-- GIVEN INSTRUCTION --
All of the data needs to be repeated exactly.

[start of SUPPLIED DATA]

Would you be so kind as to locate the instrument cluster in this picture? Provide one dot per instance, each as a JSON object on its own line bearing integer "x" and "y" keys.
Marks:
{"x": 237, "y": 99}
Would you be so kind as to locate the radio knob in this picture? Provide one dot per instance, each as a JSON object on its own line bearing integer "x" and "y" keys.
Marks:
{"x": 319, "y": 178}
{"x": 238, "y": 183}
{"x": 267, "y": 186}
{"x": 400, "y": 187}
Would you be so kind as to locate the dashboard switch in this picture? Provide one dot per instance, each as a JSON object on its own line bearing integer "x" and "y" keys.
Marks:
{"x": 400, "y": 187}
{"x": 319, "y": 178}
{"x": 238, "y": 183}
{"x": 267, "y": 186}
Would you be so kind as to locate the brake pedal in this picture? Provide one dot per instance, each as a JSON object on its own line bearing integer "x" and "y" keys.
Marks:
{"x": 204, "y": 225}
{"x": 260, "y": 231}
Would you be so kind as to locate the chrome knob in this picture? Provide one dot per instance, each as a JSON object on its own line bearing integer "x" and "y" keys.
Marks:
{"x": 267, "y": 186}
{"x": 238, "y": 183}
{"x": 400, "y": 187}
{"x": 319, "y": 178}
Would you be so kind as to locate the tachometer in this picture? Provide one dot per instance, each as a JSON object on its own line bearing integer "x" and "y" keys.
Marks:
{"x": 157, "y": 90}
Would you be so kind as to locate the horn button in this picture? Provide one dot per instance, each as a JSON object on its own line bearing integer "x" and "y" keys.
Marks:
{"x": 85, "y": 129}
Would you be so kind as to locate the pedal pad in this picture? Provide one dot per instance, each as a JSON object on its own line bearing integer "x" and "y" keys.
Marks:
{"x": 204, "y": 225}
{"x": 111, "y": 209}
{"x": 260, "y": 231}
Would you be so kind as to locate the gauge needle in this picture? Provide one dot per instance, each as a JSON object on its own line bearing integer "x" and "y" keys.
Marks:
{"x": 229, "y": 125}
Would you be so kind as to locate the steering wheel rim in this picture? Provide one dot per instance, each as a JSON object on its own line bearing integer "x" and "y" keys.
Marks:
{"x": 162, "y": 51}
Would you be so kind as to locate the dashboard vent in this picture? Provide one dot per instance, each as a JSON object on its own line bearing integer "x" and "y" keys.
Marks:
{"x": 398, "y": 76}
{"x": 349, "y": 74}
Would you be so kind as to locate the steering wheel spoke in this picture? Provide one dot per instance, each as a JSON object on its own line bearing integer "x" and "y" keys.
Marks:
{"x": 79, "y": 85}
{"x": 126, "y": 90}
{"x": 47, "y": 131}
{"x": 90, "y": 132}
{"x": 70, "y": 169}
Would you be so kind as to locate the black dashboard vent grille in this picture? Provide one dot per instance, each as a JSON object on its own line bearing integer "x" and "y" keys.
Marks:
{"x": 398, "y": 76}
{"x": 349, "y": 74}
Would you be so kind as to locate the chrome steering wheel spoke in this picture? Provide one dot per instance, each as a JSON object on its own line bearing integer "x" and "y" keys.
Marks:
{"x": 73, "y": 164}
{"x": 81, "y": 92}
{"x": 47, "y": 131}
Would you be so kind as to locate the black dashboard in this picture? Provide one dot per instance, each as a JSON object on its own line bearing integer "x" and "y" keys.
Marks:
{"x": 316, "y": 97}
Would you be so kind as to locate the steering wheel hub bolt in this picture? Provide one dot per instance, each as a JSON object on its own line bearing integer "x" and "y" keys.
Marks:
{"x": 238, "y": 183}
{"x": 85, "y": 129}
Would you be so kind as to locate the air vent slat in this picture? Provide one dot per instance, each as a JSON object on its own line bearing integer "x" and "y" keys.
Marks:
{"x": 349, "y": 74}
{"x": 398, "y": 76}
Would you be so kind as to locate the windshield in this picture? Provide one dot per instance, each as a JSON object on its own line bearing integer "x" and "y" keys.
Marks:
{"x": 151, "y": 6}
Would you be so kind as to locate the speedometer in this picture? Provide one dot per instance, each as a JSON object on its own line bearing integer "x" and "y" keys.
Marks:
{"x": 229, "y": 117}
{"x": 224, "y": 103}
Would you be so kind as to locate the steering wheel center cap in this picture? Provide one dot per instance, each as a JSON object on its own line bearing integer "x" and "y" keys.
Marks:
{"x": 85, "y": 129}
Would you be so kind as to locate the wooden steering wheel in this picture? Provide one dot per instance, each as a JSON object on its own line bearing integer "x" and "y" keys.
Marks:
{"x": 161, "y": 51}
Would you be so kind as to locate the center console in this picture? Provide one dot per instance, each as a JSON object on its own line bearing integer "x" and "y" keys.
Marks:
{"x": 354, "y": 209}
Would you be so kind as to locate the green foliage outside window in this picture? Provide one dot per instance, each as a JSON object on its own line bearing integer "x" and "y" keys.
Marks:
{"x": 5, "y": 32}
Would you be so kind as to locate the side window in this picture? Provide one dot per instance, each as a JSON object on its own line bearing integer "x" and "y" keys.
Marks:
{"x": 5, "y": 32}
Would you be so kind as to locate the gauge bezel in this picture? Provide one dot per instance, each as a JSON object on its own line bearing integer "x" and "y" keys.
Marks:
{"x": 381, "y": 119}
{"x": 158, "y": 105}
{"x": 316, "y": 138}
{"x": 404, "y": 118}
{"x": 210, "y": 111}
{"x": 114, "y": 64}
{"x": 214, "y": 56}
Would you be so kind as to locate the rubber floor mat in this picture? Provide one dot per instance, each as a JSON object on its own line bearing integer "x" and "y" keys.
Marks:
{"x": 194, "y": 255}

[end of SUPPLIED DATA]

-- WRITTEN REPLY --
Would you be so kind as to locate the instrument cluster in this picture? Provide one dot per instance, each as a JSON object on its own line bearing integer "x" and "y" keys.
Marks:
{"x": 237, "y": 99}
Would you be so kind as to locate the radio knob in this picture? Provide one dot per instance, each as a JSON object on its own line bearing integer "x" and "y" keys.
Marks:
{"x": 319, "y": 178}
{"x": 238, "y": 183}
{"x": 267, "y": 186}
{"x": 400, "y": 187}
Would you be so kind as to locate the dashboard switch in this picture? Provide one dot per instance, each as a JSON object on its own line bearing integer "x" and "y" keys.
Marks:
{"x": 400, "y": 187}
{"x": 319, "y": 178}
{"x": 238, "y": 183}
{"x": 267, "y": 186}
Would you be so kind as to locate the brake pedal in this picture? Provide one dot per instance, each as a JSON object on its own line bearing integer "x" and "y" keys.
Marks:
{"x": 204, "y": 225}
{"x": 260, "y": 231}
Would you be so kind as to locate the chrome knob in this picture? Provide one dot per instance, each as a JSON object on its own line bearing integer "x" and "y" keys.
Marks:
{"x": 267, "y": 186}
{"x": 238, "y": 183}
{"x": 400, "y": 187}
{"x": 319, "y": 178}
Would you be so kind as to locate the tachometer in this picture? Provide one dot per instance, each as a JSON object on its own line bearing integer "x" and "y" keys.
Marks:
{"x": 157, "y": 90}
Would you be so kind as to locate the horn button in this picture? Provide one dot per instance, each as a JSON object on its own line bearing integer "x" and "y" keys.
Marks:
{"x": 85, "y": 129}
Would you be so kind as to locate the pedal pad in this picture? Provide one dot per instance, each as a JSON object on its own line bearing integer "x" and "y" keys.
Marks:
{"x": 204, "y": 225}
{"x": 111, "y": 209}
{"x": 260, "y": 231}
Would you be so kind as to locate the gauge needle in this picture? Provide one dot per instance, each as a JSON object on its own line bearing integer "x" and "y" keys.
Marks:
{"x": 229, "y": 125}
Would you be so kind as to locate the steering wheel rim in this picture? Provide one dot per instance, each as a JSON object on its own line bearing integer "x" and "y" keys.
Marks:
{"x": 162, "y": 51}
Would you be so kind as to locate the dashboard vent in this picture? Provide one dot per instance, each as a JSON object on its own line bearing integer "x" and "y" keys.
Marks:
{"x": 398, "y": 76}
{"x": 349, "y": 74}
Would you be so kind as to locate the steering wheel spoke in this picture? Provide one dot per instance, each as a JSON object on its own line bearing integer "x" and "y" keys.
Marks:
{"x": 79, "y": 85}
{"x": 126, "y": 90}
{"x": 47, "y": 131}
{"x": 90, "y": 132}
{"x": 70, "y": 169}
Would you be so kind as to locate the black dashboard vent grille in this picture? Provide one dot per instance, each as a JSON object on its own line bearing integer "x" and "y" keys.
Marks:
{"x": 398, "y": 76}
{"x": 349, "y": 74}
Would you be so kind as to locate the chrome steering wheel spoke in this picture? Provide one dot per instance, each as a JSON object on its own line bearing integer "x" and "y" keys.
Marks:
{"x": 73, "y": 164}
{"x": 81, "y": 92}
{"x": 47, "y": 131}
Would you be so kind as to locate the black dashboard in this picture? Provide one dot per instance, each as a JSON object on its own line bearing integer "x" and "y" keys.
Marks:
{"x": 316, "y": 97}
Would you be so kind as to locate the steering wheel hub bolt in this picture? Provide one dot per instance, each as a JSON object on its own line bearing integer "x" and "y" keys.
Marks:
{"x": 238, "y": 183}
{"x": 85, "y": 129}
Would you be so kind as to locate the air vent slat in this picture? Provide one dot per instance, each as a JSON object on its own line bearing integer "x" and "y" keys.
Marks:
{"x": 349, "y": 74}
{"x": 398, "y": 76}
Would you be so kind as to locate the windshield in this picture? Provide one dot per instance, each as a JSON object on its own line bearing integer "x" and "y" keys.
Marks:
{"x": 151, "y": 6}
Would you be so kind as to locate the speedometer in this picture? Provide one dot per instance, each as a JSON object on its own line bearing integer "x" and "y" keys.
Marks:
{"x": 229, "y": 117}
{"x": 224, "y": 103}
Would you be so kind as to locate the steering wheel center cap in this picture? Provide one dot per instance, each as a JSON object on its own line bearing integer "x" and "y" keys.
Marks:
{"x": 85, "y": 129}
Would you be so kind as to locate the wooden steering wheel in this picture? Provide one dot per instance, each as a JSON object on its own line bearing integer "x" and "y" keys.
Marks:
{"x": 161, "y": 51}
Would you be so kind as to locate the center console in this picture? Provide one dot per instance, each as a JSON object on its own line bearing integer "x" and "y" keys.
Marks:
{"x": 354, "y": 209}
Would you be so kind as to locate the green foliage outside window in this picture? Provide one dot per instance, each as a JSON object on its own line bearing integer "x" and "y" keys.
Marks:
{"x": 5, "y": 32}
Would you be so kind as to locate the side window in this picture? Provide one dot per instance, each as a JSON object on its own line bearing integer "x" and "y" keys.
Marks:
{"x": 5, "y": 32}
Would you be so kind as to locate the gauge bezel in this picture? Provide one dot per instance, each as a JSON object on its own line bearing integer "x" and "y" keys.
Marks:
{"x": 381, "y": 119}
{"x": 158, "y": 105}
{"x": 316, "y": 138}
{"x": 404, "y": 118}
{"x": 210, "y": 111}
{"x": 114, "y": 64}
{"x": 214, "y": 56}
Would you be so kind as to locate the rubber floor mat in this picture? Provide one dot per instance, each as a JSON object on its own line bearing integer "x" and "y" keys.
Marks:
{"x": 194, "y": 255}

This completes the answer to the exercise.